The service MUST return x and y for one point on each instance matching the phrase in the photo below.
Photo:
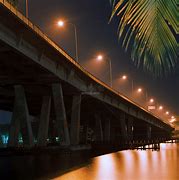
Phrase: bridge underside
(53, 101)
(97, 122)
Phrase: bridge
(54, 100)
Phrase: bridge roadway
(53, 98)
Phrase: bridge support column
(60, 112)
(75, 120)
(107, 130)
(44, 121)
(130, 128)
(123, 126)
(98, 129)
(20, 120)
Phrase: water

• • • • •

What the task asks:
Every entry above should be duplicated exactly. Do not include the images.

Output of the exercise:
The service MUST return x and y for one point on each instance matching the phrase in the photo below.
Photo:
Phrase: bridge underside
(53, 101)
(97, 122)
Phrase: bridge
(54, 100)
Phrase: bridge roadway
(53, 98)
Phrase: bridge support column
(60, 112)
(75, 120)
(107, 130)
(44, 121)
(130, 128)
(123, 126)
(98, 129)
(20, 120)
Phrase: water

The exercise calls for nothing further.